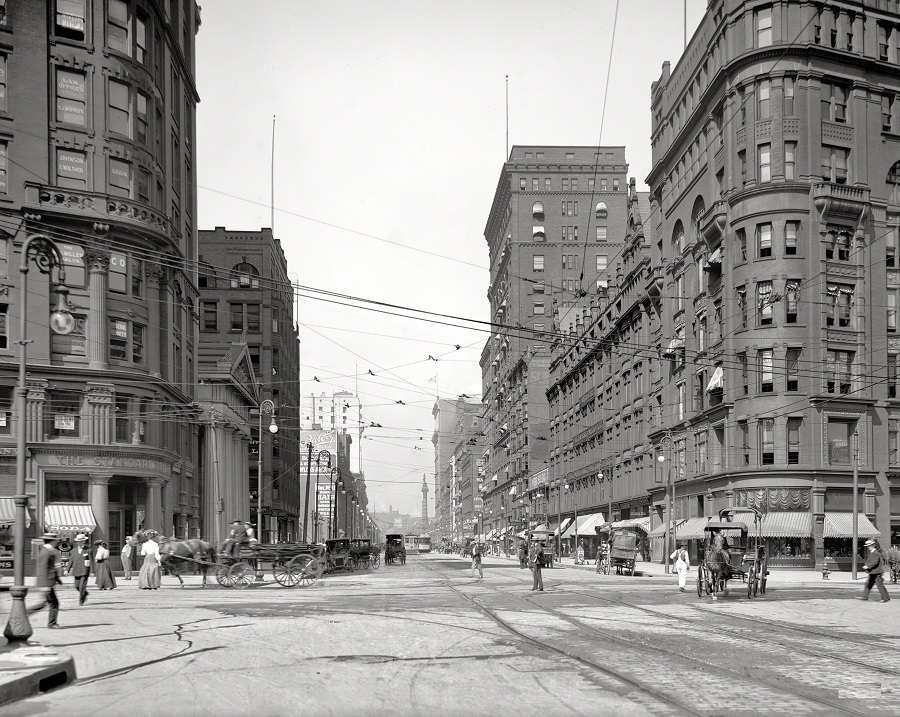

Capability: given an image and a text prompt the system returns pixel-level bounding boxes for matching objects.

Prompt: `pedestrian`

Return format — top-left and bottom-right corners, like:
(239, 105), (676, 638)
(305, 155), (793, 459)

(530, 541), (545, 591)
(471, 541), (483, 579)
(861, 538), (891, 602)
(222, 520), (249, 559)
(517, 541), (527, 568)
(67, 533), (91, 605)
(138, 529), (162, 590)
(121, 536), (134, 580)
(27, 533), (63, 629)
(670, 543), (690, 592)
(94, 540), (117, 590)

* Directions *
Without the pictures, repeat every record above exactly as written.

* Result for this task *
Capability: given an image and a text prompt the system returns pixel-level bounding boxes for matching objects.

Prompt: `pedestrian`

Return format — top-left and bottom-right corners, like:
(239, 105), (676, 638)
(305, 155), (793, 459)

(530, 541), (545, 591)
(471, 541), (483, 579)
(861, 538), (891, 602)
(222, 520), (249, 559)
(517, 541), (527, 568)
(67, 533), (91, 605)
(138, 529), (162, 590)
(121, 536), (134, 580)
(27, 533), (63, 629)
(670, 543), (690, 592)
(94, 540), (117, 590)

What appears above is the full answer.